(Dataset excerpt)
=======
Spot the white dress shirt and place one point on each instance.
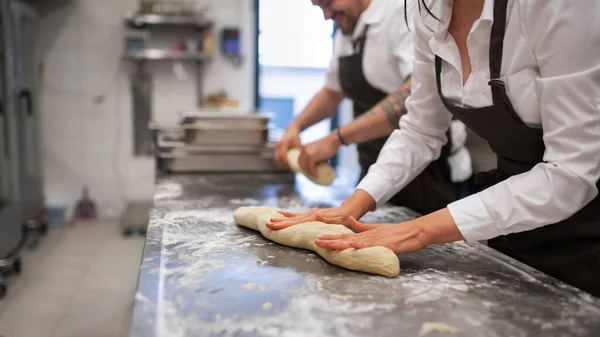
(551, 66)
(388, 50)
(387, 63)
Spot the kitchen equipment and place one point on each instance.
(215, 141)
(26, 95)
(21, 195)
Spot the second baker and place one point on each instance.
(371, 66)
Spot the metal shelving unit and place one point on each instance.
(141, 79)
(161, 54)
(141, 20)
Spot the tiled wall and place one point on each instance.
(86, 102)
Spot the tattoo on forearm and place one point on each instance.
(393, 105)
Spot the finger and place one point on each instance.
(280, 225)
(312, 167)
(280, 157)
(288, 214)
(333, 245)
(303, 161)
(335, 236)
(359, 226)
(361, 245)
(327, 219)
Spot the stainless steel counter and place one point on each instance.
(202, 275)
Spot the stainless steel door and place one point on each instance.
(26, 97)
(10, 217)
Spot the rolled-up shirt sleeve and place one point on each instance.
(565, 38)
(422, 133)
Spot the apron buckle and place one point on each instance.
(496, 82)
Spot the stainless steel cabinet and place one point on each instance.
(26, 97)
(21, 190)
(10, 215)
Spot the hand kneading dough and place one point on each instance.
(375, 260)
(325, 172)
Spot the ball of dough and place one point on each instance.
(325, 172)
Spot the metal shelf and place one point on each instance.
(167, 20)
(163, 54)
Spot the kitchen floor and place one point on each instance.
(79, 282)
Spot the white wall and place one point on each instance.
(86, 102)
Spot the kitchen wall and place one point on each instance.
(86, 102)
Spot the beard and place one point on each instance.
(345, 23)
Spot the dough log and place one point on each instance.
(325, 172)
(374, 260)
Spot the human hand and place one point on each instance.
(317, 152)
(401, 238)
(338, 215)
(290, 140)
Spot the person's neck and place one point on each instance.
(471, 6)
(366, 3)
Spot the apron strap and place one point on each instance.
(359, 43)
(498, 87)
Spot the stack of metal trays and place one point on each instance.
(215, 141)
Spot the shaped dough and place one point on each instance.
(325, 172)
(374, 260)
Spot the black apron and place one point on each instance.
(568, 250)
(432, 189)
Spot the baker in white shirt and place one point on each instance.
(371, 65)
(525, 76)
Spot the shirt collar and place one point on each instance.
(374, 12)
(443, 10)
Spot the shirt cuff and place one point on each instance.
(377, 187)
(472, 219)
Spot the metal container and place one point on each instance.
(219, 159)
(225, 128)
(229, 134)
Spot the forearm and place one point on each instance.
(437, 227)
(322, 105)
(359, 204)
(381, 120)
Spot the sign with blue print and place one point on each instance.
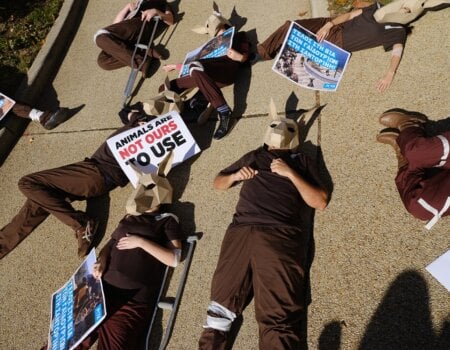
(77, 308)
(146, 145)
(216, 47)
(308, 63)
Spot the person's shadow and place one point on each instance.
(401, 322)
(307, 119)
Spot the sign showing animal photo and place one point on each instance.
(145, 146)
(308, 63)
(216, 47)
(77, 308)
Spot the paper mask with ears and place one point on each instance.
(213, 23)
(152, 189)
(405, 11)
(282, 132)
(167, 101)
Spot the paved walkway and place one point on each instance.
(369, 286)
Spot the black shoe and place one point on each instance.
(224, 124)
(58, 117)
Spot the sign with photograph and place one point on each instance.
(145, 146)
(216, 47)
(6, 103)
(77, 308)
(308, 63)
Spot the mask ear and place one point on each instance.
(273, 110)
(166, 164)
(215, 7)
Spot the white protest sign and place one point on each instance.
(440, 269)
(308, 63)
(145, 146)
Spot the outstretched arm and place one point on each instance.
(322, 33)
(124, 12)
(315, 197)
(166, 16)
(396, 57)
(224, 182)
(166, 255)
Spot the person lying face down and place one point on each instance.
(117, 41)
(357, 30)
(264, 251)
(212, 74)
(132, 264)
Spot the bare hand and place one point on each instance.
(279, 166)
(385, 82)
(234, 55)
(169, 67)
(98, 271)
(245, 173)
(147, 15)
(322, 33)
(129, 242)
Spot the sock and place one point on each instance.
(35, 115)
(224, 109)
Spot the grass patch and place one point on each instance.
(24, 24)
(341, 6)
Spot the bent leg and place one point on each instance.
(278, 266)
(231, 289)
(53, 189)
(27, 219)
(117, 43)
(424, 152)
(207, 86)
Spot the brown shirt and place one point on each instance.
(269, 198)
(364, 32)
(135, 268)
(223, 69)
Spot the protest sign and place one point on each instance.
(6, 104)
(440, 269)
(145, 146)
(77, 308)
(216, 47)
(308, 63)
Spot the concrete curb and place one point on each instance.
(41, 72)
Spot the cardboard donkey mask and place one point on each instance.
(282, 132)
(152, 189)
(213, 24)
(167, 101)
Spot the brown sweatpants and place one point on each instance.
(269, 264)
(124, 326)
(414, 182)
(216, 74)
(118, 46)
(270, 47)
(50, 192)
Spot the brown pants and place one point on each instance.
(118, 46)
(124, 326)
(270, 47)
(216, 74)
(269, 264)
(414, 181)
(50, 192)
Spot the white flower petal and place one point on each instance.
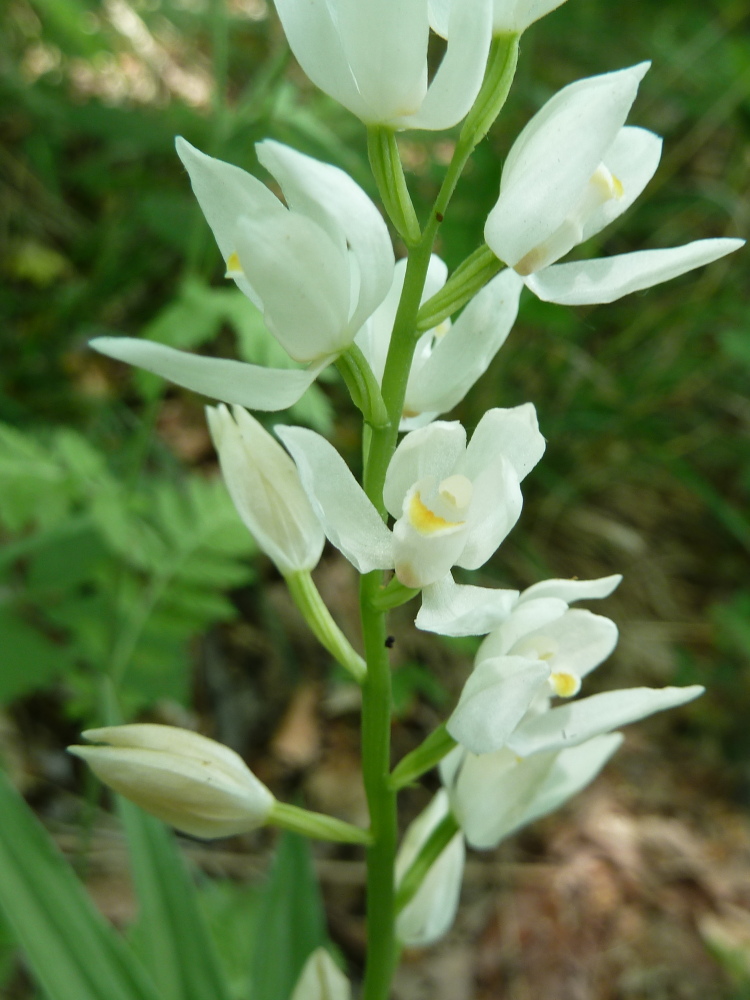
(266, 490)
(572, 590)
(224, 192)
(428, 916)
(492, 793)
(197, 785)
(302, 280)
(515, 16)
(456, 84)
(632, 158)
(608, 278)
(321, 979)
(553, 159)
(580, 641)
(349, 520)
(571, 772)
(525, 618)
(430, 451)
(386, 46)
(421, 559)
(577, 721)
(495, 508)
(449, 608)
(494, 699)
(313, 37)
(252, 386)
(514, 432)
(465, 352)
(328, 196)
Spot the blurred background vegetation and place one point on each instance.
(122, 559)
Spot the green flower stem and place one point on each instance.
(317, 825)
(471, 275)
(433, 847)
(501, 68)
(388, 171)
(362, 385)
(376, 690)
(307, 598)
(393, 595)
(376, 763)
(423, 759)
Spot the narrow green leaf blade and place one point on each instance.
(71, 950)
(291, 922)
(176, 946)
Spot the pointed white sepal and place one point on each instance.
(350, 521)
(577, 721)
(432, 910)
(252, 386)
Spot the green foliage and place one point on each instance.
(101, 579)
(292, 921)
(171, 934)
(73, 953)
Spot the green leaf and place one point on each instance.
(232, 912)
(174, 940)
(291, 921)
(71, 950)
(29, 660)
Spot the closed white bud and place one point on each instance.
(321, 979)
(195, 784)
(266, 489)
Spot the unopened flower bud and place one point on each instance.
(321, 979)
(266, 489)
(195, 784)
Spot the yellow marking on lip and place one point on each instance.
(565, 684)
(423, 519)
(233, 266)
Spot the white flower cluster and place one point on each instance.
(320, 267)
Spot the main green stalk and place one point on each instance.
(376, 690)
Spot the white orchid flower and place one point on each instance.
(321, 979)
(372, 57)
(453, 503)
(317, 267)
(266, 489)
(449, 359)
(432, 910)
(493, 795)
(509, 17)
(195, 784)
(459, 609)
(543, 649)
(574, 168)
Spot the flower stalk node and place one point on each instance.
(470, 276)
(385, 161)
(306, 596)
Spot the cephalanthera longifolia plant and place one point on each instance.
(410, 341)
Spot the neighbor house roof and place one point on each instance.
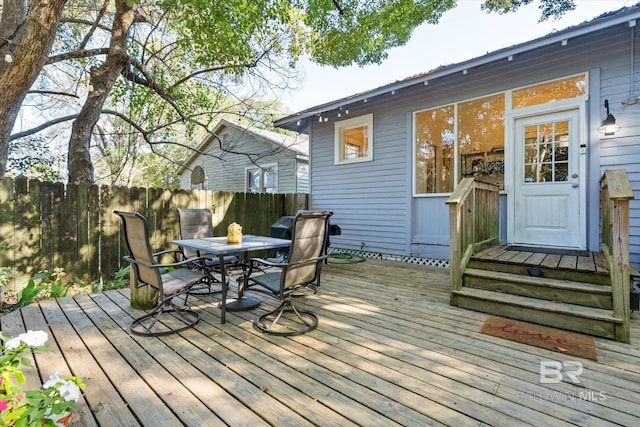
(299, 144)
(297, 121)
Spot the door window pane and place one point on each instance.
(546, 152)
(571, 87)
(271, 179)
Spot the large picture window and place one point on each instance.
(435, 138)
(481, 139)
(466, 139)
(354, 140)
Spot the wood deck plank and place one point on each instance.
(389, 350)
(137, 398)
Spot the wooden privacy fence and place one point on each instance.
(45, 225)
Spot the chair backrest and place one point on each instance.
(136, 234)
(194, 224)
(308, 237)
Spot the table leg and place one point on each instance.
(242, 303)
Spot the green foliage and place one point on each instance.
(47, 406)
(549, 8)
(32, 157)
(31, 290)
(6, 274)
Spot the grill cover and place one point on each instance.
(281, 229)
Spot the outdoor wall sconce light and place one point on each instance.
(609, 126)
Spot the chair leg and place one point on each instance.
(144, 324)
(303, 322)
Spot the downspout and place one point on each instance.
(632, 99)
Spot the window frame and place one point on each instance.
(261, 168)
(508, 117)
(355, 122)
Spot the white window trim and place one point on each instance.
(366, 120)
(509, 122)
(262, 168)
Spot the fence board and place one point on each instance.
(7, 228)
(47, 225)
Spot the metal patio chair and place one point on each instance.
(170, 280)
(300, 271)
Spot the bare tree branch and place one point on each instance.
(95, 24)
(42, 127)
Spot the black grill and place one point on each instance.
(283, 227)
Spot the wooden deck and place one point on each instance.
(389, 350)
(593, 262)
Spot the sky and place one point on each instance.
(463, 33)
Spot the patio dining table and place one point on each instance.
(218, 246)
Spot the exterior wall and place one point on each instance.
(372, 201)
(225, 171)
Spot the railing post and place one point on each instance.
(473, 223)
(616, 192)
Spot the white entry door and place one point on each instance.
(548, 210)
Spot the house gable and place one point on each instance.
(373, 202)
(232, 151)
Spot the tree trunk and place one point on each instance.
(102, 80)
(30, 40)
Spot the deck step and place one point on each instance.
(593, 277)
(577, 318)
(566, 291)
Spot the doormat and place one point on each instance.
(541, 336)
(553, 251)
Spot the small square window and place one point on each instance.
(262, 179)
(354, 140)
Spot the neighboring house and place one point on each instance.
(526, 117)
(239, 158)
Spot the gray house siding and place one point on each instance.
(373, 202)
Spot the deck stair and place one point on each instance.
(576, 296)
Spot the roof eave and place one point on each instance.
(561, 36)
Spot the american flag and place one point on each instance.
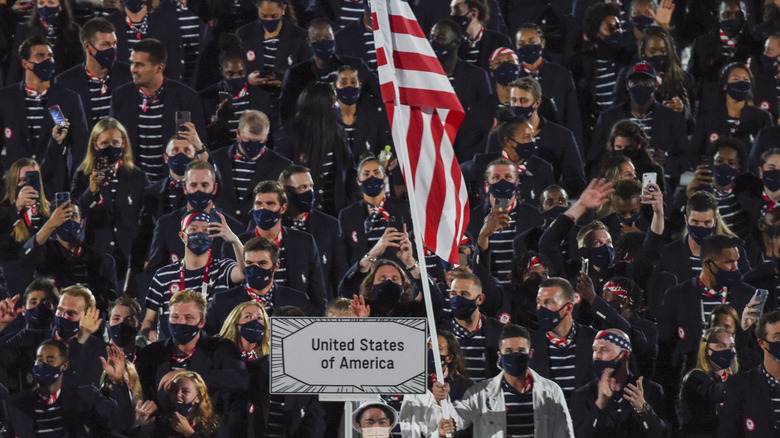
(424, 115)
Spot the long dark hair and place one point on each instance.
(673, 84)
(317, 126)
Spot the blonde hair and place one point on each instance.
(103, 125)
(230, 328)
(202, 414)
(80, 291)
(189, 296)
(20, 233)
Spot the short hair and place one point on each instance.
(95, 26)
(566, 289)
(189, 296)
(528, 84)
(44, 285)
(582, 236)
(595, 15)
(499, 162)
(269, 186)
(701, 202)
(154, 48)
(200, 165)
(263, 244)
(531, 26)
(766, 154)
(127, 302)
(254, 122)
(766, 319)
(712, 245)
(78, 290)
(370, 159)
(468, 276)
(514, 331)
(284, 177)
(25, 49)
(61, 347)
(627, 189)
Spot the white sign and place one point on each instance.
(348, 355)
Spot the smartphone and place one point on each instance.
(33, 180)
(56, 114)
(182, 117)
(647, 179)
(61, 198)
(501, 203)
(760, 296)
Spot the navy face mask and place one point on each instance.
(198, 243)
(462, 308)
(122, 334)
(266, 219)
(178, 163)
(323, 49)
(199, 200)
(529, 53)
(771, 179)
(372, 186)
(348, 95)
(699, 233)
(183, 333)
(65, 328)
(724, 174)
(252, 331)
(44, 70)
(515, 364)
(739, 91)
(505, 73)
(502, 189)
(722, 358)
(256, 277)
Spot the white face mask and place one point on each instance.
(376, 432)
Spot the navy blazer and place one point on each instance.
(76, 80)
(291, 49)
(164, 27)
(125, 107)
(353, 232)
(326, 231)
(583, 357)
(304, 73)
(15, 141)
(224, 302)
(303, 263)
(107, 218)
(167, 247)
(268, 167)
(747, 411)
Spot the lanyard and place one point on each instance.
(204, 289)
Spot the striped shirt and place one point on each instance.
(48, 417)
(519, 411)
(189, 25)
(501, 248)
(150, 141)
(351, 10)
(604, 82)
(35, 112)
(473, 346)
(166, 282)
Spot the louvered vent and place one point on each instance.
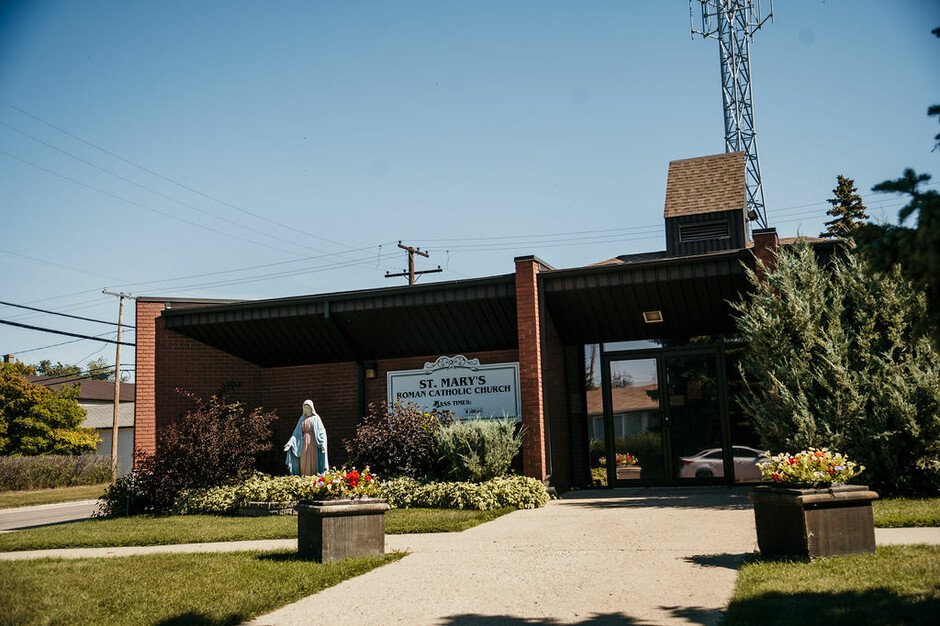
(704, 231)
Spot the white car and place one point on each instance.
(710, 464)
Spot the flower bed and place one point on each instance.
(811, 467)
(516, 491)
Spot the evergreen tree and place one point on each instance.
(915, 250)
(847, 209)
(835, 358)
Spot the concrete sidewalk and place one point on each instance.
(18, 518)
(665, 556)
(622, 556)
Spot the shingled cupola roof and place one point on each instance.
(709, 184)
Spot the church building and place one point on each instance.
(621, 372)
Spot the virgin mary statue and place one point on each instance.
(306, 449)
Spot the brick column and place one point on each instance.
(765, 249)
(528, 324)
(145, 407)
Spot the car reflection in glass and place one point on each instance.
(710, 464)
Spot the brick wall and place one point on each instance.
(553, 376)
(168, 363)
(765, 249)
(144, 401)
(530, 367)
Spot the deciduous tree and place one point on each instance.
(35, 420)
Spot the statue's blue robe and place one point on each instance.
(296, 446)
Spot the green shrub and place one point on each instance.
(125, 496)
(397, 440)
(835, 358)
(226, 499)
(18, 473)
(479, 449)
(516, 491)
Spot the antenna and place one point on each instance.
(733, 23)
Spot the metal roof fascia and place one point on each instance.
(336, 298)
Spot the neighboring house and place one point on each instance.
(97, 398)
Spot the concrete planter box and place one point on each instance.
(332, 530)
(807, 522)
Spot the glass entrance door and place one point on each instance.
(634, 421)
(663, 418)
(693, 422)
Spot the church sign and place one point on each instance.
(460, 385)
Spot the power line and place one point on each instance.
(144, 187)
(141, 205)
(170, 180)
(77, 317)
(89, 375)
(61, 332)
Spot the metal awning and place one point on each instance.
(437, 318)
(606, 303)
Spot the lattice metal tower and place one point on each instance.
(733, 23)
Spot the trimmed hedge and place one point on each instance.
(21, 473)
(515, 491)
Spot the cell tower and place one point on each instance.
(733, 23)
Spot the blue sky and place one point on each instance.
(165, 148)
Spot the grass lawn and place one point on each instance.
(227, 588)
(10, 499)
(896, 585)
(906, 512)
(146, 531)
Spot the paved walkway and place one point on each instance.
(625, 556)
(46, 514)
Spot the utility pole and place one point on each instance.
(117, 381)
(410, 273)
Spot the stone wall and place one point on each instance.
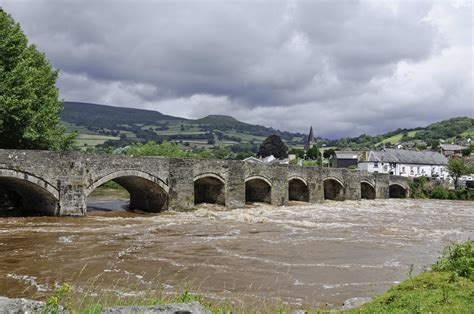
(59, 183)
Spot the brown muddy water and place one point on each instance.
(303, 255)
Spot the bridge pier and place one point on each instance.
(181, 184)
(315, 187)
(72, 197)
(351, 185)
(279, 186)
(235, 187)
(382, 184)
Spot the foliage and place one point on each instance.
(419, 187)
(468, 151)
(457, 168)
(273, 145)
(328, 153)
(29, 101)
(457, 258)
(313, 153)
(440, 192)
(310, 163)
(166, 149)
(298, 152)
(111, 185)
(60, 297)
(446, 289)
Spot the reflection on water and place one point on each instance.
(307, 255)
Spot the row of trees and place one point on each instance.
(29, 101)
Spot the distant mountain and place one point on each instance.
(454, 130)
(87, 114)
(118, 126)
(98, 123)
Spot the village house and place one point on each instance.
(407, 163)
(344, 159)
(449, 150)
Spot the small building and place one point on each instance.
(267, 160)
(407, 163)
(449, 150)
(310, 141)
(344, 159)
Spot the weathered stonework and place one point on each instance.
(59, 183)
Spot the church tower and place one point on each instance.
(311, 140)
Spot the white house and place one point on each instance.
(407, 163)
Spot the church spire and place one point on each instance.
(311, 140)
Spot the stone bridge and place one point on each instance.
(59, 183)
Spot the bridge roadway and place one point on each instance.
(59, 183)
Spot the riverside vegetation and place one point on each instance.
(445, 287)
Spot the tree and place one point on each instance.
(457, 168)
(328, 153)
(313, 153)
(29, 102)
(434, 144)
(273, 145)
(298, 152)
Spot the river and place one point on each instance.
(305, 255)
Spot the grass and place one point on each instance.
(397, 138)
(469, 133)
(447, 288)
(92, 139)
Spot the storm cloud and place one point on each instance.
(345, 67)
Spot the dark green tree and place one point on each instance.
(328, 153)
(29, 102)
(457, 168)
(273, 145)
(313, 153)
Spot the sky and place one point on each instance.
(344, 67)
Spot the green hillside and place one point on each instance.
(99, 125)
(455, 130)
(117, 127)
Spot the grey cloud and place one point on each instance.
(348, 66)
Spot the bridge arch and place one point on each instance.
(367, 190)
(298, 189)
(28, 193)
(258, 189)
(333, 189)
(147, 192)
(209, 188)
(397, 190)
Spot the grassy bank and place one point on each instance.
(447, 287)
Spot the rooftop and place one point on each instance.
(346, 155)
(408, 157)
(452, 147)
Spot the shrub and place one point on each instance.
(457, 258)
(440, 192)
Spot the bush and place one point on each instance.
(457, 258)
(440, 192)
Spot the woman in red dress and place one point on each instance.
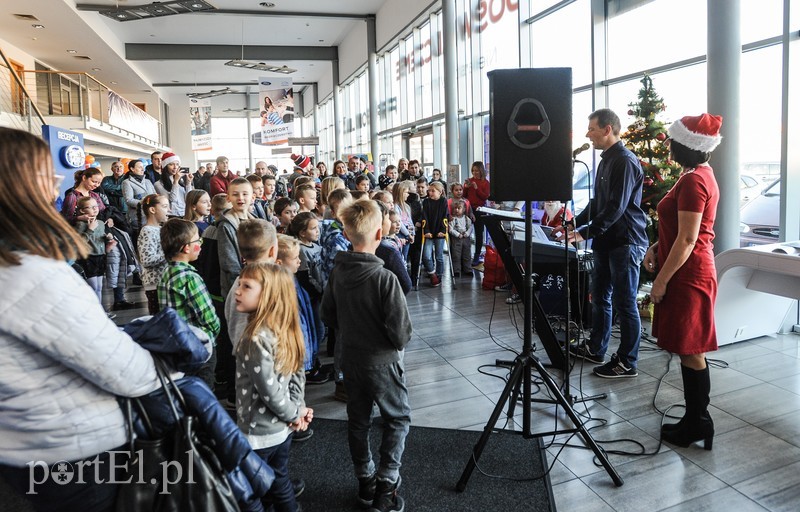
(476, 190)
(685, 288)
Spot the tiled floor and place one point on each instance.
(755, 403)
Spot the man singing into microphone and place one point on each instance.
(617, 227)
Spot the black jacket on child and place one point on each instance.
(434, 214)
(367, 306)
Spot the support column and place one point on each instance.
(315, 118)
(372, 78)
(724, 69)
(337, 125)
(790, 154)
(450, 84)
=======
◆ AIM OF THE EXERCISE ◆
Make an exact copy of only those lines that run from the line with "Spot the shrub" through the end of the records, excluding pictures.

◆ WORKED ANSWER ◆
Spot the shrub and place one point on each instance.
(457, 258)
(440, 192)
Spot the bush and place one point on each instance.
(457, 258)
(440, 192)
Spot the woman in red dress and place one point on each instance.
(476, 190)
(685, 288)
Spot the tiled floor and place one point on each instance.
(755, 403)
Spot the man singing into microphone and place one point on each instance.
(617, 227)
Spot the black jacket on child and place one point on each instance.
(434, 214)
(367, 306)
Spot the support column and place one point on each instance.
(315, 118)
(372, 78)
(724, 69)
(337, 125)
(790, 154)
(450, 84)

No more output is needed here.